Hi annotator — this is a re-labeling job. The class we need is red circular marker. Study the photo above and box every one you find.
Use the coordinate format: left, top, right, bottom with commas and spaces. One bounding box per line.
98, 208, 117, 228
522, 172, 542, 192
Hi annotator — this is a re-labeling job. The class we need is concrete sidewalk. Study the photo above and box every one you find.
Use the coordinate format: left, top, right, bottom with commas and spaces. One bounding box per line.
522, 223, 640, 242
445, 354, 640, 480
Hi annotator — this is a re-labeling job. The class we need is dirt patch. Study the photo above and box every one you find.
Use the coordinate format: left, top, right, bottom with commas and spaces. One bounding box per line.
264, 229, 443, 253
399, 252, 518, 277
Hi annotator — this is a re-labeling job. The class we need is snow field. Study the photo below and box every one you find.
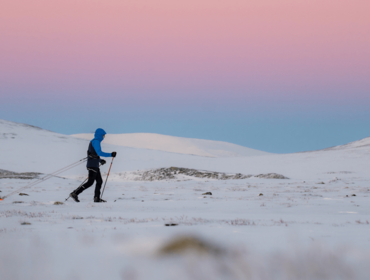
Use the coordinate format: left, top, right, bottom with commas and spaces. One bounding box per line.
0, 120, 370, 280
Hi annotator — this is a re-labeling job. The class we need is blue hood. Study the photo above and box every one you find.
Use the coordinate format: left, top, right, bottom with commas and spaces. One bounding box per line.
93, 128, 107, 142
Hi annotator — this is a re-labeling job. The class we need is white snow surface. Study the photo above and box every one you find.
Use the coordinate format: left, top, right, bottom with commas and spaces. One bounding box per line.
0, 120, 370, 280
71, 133, 269, 157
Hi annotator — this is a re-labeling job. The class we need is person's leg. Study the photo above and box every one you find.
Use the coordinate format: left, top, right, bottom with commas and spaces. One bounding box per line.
94, 169, 103, 198
70, 168, 100, 202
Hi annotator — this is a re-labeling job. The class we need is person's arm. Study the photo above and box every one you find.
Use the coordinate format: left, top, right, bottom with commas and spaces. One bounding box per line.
92, 141, 112, 157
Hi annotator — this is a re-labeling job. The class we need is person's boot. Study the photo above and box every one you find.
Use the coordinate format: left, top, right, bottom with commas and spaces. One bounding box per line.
69, 186, 84, 202
94, 196, 107, 202
69, 192, 80, 202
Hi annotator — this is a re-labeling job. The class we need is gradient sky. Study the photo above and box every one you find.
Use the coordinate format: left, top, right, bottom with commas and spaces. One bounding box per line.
0, 0, 370, 153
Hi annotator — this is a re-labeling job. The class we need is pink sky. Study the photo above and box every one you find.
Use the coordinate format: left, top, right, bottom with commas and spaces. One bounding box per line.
0, 0, 370, 101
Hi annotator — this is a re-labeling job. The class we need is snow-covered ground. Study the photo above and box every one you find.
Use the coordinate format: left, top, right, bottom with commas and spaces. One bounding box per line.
71, 133, 269, 157
0, 120, 370, 280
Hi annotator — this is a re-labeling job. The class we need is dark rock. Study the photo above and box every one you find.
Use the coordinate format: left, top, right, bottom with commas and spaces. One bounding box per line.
159, 236, 224, 255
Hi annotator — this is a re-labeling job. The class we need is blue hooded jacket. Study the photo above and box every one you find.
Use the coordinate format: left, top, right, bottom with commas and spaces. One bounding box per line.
87, 128, 112, 168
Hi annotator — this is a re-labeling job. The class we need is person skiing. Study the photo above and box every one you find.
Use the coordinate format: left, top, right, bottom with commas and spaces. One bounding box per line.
69, 128, 117, 202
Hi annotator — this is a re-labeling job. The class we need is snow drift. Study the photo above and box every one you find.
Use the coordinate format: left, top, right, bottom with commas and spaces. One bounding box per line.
71, 133, 269, 157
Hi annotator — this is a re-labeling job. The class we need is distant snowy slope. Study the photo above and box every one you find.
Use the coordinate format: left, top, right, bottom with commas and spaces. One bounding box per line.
324, 137, 370, 150
72, 133, 269, 157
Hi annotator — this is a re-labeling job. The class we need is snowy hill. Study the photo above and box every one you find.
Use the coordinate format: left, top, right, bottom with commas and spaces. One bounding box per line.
71, 133, 269, 157
325, 137, 370, 150
0, 120, 370, 280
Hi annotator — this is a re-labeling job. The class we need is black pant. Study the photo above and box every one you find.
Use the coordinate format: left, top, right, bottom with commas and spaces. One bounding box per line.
77, 167, 103, 198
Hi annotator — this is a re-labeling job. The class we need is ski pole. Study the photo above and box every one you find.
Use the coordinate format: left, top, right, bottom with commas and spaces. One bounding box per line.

_ _ _ _ _ _ _

## SET PROBLEM:
Extract every line of the entries above verbatim, leaving the pictures out.

## COMPLETED TASK:
Hi annotator — this is a re-labeling job. The class we need is red circular marker. Study the photo above and box every one you find.
Use the coordinate format: left, top, right, bottom with commas and spaces. One bounding box per line.
98, 208, 117, 228
522, 172, 542, 192
Hi annotator — this is a re-labeling job. The class we need is concrete sidewalk. Study the photo above and box every one you find.
Use the coordinate format: left, top, right, bottom with commas and spaces. One bounding box per line.
522, 223, 640, 242
445, 354, 640, 480
Hi annotator — this is a re-labeling job. The class we need is dirt patch. Study the photo above and box every one you find.
Use the coordinate format: left, top, right, bottom with commas and spaces. One bounding box per line.
264, 229, 443, 253
399, 252, 518, 277
Hi annotator — this is a re-labeling job. The class we need is snow field. Study the photo below and box every one you find.
Use the coordinate format: left, top, right, bottom with commas and spaces. One bounding box per line.
0, 120, 370, 280
Hi annotator — this is a re-labeling job. The class we need is blue hood. Study the photo above and box every one you find.
Use the coordinate format: left, top, right, bottom with commas and spaces. One bounding box per line.
93, 128, 107, 142
Hi annotator — this is a re-labeling job. The class we need is white snow surface. Study the photo above and box every one you find.
Use the coordinate format: left, top, right, bottom with commas and spaces. One bounding box per line.
0, 120, 370, 280
71, 133, 269, 157
Hi annotator — this is a re-labeling job. The class we need is person's leg. Study the photo above and box every one you find.
Use the coordinate format: left, top, right, bottom with commas and spaces. One bounding box per line.
94, 169, 103, 198
70, 168, 100, 202
Hi annotator — this is a re-labeling job. The class we need is person's arm. Study the photo above and box every one you find.
Use the coordinate format: left, top, right, bottom with commas and spaces. One bounding box per line.
92, 141, 112, 157
Hi annotator — this is a re-labeling job. The class we need is person's boot. Study the photo above and box every one you find.
Use the coordinate format: left, top, right, bottom with commas and spaces. One bounding box per line.
69, 186, 84, 202
94, 196, 107, 202
69, 192, 80, 202
Hi annotator — this is a re-labeling job. The class we need is gradient sky. Study the photo above and box every one you find.
Use the coordinate format: left, top, right, bottom with commas and spaces. One bounding box per line.
0, 0, 370, 153
Hi annotator — this is a re-labeling job. The class we need is pink sky. Study the photo above and box every one you find.
Use the coordinate format: left, top, right, bottom with commas and spaces. One bounding box per line.
0, 0, 370, 101
Hi annotator — this is a re-labeling job. The class we need is snow-covered ground. Study the photo above and box every one you find.
Use the coordinate format: left, top, right, bottom with commas and spaces. One bounding box per line.
71, 133, 269, 157
0, 120, 370, 280
Hi annotator — this is a re-labeling job. The class we need is dark rock. Study the photo above and box every one you find.
Use the coordinate format: left, top, right, bottom with commas and spaces. One bounding box per line.
159, 236, 224, 255
Hi annotator — this is a re-labeling job. The class we need is blue hooded jacket. Study the photo above and box every one you find.
Use the coordinate format: left, top, right, bottom with commas and spaces. One bounding box per line.
87, 128, 112, 168
Hi annotator — this is a re-labeling job. The class we need is person skiing. Study the photo above and box every one you find.
Use the coordinate format: left, top, right, bottom with commas and spaces. One bounding box per line.
69, 128, 117, 202
Hi annotator — this is a re-labeling job. The class we need is snow drift. Study the photo above and box every one you find.
Use the coordinate format: left, top, right, bottom with commas and spaces. One bounding box per line.
71, 133, 269, 157
Hi annotator — this is a re-labeling job. The class we need is distant snowy slope. Study the photo above and box every one you find.
Use the coordinate format: left, top, right, bottom with commas and spaces. One bounding box per line.
324, 137, 370, 150
72, 133, 269, 157
Hi annotator — this is a re-labeling job. The class we need is snowy hill. Study the photo above and box every one you find.
Use the coordinate format: left, top, right, bottom with commas and spaces. One bounding box per line.
71, 133, 269, 157
325, 137, 370, 150
0, 120, 370, 280
Hi annotator — this is a re-labeling job. The class we need is black pant. Study the photo above and box every one you find.
Use the coordinate format: left, top, right, bottom with commas and spaces. One bounding box per line.
77, 167, 103, 198
Hi annotator — this is a re-labeling job. The class we need is ski pole. Study the photo above and box every one you find.
Use the coordinate format: left, top, right, bottom with commas and spaces. One bounding box per line.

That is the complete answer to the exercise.